▸ **SELECTED TEXT**:
● ● ● ● ●

DISTRIBUTION SUPPLY CHAIN MANAGEMENT STRATEGY

DISTRIBUTION SUPPLY CHAIN MANAGEMENT STRATEGY

Distribution supply chain management strategy: Distribution and Supply Chain Concepts – providing time, place, and possession utility for consumer and business buyers. Strong and carrying inventory-key factors in ensuring products available for customers

Marketing Channels-An organized a system of marketing institutions through which products, resources, information, funds, and/or product ownership flow from the point of production to the final user.  Some channel members or intermediaries physically take possession or title of products (wholesalers, distributors, retailers) whereas others simply facilitate the process (agents, brokers, financial institutions)
Physical distribution-Coordinating the flow of information and products among members of the channel to ensure the availability of products in the right places, in the right quantities, at the right times, and in a cost-efficient manner.  Physical distribution or logistics includes activities such as customer service/order entry, administration, transportation, warehousing (storage and materials handling), inventory carrying, and the systems and equipment necessary for these activities.

● ● ● ● ●

▸ **SHORT EXERCISE 1**:
Using the text on distribution supply chain strategy, answer these:
(a) What three kinds of utility do distribution and supply chain concepts provide for consumer and business buyers?
(b) Which channel members physically take possession or title of products?
(c) Which channel members only help the process along?
▸ **SHORT EXERCISE 2**:
Write the next part of the text on distribution supply chain strategy, starting after its last sentence.

▸ **RECORDED INFORMATION**:
● ● ● ● ●

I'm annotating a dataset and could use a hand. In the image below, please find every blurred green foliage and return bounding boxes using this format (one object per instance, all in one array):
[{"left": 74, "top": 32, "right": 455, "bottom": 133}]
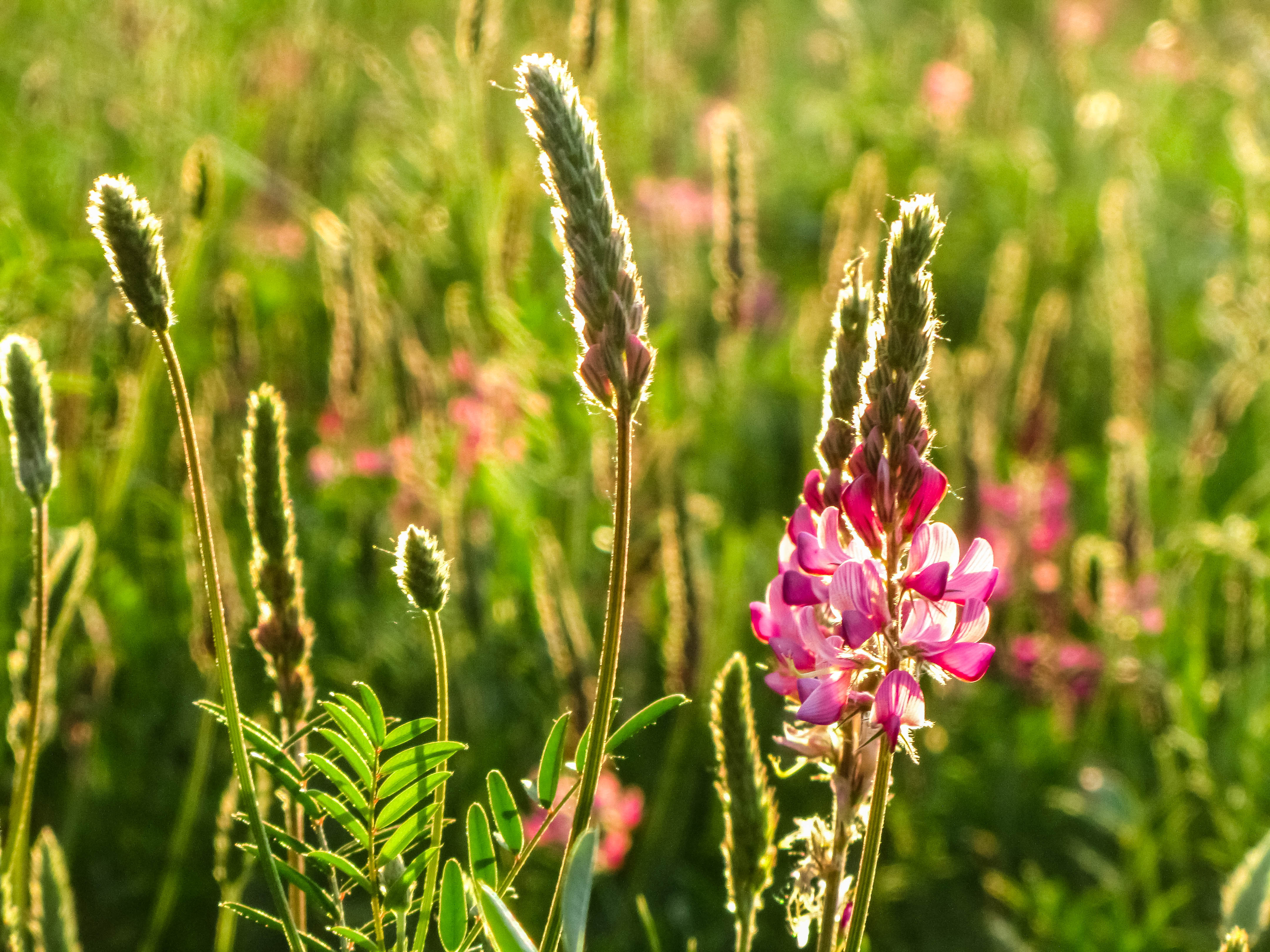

● ● ● ● ●

▸ **EXERCISE RESULT 1**:
(a) Time, place, and possession utility.
(b) Wholesalers, distributors, and retailers.
(c) Agents, brokers, and financial institutions.

▸ **EXERCISE RESULT 2**:
This supply chain process is designed to increase inventory turns and get the right products to the right place at the right time, maintaining the appropriate service and quality standards.

Marketing Channel Functions
The most basic benefit of marketing channels is contact efficiency, where channels reduce the number of contacts necessary to exchange produces.   Contact efficiency allows companies to maximize product distribution by selling to select intermediaries.

Sorting-intermediaries overcome this discrepancy of assortment
Breaking bulk-intermediaries, retailers particularly, overcome this discrepancy of quantity.
Maintaining inventories-intermediaries overcome this temporal time discrepancy.
Maintain convenient locations-intermediaries overcome this temporal (time) discrepancy.
Maintaining convenient locations-channel must overcome spatial discrepancy by making products available in convenient locations
Provide services-offer facilitating services and standardizing the exchange process
Channel effectiveness and efficiency
Distribution decisions are being evaluated using two criteria
1)Channel effective?
2) Channel efficient?
Effectiveness involves meeting the goals and objectives of both the firm and its customers.  The key effectiveness issues are whether the channel provides exceptional time, place, and possession utility.
Exceptional place utility remains elusive for many firms.  The primary reason is the expense.
The key issue in channel effectiveness with respect to possession utility is the ease of the actual purchase process.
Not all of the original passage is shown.